§ CONSIGNE
Poursuivez le texte sur la crise post-présidentielle en Côte d'Ivoire après sa dernière phrase.

§ TEXTE À LIRE
En effet, le 13 décembre 2010, dans un entretien exclusif accordé à la
radio française Kernews 91.5 Fm, Alcide Djédjé, ministre des Affaires
étrangères ivoirien, dénonce l’ingérence des Nations unies, manipulées par la
France et les Etats-Unis, dans la gestion de la crise post-présidentielle en
Côte d’Ivoire, qui a vu la victoire du candidat de LMP, Laurent Gbagbo, avec
51,45 % des suffrages exprimés. Cela, au détriment de son rival du RHDP,
Alassane Ouattara, crédité de 48,55 %. « Cette
ingérence s'est faite d'abord au Conseil de sécurité, à New York, puisque le
représentant des services extérieurs des Nations unies a reçu de fortes
pressions pour que le président de la Commission électorale indépendante (CEI)
qui, normalement siège de façon collégiale et par consensus, soit amené dans
les locaux de l’ONUCI à Abidjan pour proclamer les résultats. Monsieur Choi a
refusé et il m’a appelé à cet effet. C'est ainsi que ce président de la CEI,
Monsieur Youssouf Bakayoko, a été amené à l'Hôtel du Golf, le QG de campagne de
Monsieur Ouattara pour proclamer de faux résultats devant la presse étrangère
dont France 24 », révèle le diplomate ivoirien. De vrais faux résultats qui
seront dans la précipitation reconnus par Choï et consorts. « A l’analyse de ces résultats, le taux de
participation passe de 70% à 81%. Nous avons donc constaté que plus de 630 000
voix ont été ajoutées au bénéfice du candidat Ouattara après la fermeture des
bureaux de vote. Voilà ce qui se passe et cela a été fait par la France et les
États-Unis, dont les ambassadeurs sont très actifs en Côte d’Ivoire ».

§ Annotations par points
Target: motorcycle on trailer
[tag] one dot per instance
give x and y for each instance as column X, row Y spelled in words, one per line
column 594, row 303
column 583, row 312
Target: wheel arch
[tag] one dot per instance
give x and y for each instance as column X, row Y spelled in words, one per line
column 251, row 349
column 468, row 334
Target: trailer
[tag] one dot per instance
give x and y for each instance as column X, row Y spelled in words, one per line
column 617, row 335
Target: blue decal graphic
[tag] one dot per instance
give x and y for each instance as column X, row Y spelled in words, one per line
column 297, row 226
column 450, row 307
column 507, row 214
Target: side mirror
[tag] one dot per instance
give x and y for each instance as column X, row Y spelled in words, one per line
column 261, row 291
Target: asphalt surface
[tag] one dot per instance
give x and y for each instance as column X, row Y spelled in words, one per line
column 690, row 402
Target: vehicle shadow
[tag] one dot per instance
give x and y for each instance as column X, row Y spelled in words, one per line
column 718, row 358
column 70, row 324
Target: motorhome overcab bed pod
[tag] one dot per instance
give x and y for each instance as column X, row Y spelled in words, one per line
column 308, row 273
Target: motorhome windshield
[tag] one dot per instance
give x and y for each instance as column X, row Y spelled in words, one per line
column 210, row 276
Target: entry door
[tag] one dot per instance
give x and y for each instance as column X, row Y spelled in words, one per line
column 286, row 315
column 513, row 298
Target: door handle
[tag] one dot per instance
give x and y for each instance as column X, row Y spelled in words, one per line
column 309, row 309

§ RÉSULTAT DE L'EXERCICE
Selon Alcide Djédjé, la veille, le président Sarkozy a envoyé un courrier au
président de la Commission électorale indépendante pour lui demander de
proclamer les résultats sur-le-champ. « J'étais
moi-même en face de militaires français qui, à 22 h 40, tentaient de remettre
ce courrier au président de la Commission électorale indépendante. Cela nous a
été signalé par les militaires ivoiriens. Je me suis rendu sur les lieux
moi-même et j'ai appelé l'ambassadeur de France qui a demandé aux militaires de
retourner au camp Licorne, ils semblaient très embarrassés. Ce sont ces
instructions du président Sarkozy qui ont été exécutées le lendemain. Ensuite,
le président Sarkozy, et aujourd'hui le président Wade, ont appelé le président
Jonathan Goodluck pour orienter la décision de la CEDEAO. Plus grave encore,
l'ambassadeur américain à Abidjan que j'ai reçu dans mon bureau, savait, la
veille, la position que l'Union africaine allait prendre », insiste le
ministre des Affaires étrangères ivoirien avant de conclure : « Il s'agit non seulement d'une ingérence
dans les affaires intérieures mais aussi d'une manipulation des institutions
telles que la CEDEAO et l’Union Africaine pour que Alassane Ouattara soit
déclaré président. Malheureusement pour eux, il n'a aucune prise sur la réalité
du terrain ici en Côte d'Ivoire. Donc, nous avons formé notre gouvernement
parce que le président Gbagbo a été élu président de la République, suite à ses
réclamations et aux décisions du Conseil constitutionnel qui l’a proclamé
vainqueur ».
Deux semaines après ce hold-up électoral manqué, le 17 décembre 2010,
Nicolas Sarkozy déclare que Laurent Gbagbo doit quitter le poste qu'il occupe « en
violation de la volonté du peuple ivoirien ». C’était lors d'une
conférence de presse, à l'issue du Conseil européen.
Pour le président français, son homologue ivoirien doit lui obéir « avant
la fin de la semaine » sous peine d'encourir des sanctions européennes et
d'avoir affaire au tribunal pénal international. « Est-ce qu'il veut laisser l'image d'un homme de paix ? Il est
encore temps, mais le temps presse et il doit partir. Ou est-ce qu'il veut
laisser l'image de quelqu'un qui a fait tirer sur des civils parfaitement innocents
? Et, dans ce cas-là, il y a des juridictions internationales comme la Cour
pénale », persiste Nicolas Sarkozy. Aussitôt, ses menaces sont relayées par
l’Union européenne à travers son Conseil et par Washington qui signifie à
Laurent Gbagbo qu'il dispose d'un « temps limité » pour quitter le
pouvoir et que son épouse et lui ont désormais « leur destin entre leurs mains ».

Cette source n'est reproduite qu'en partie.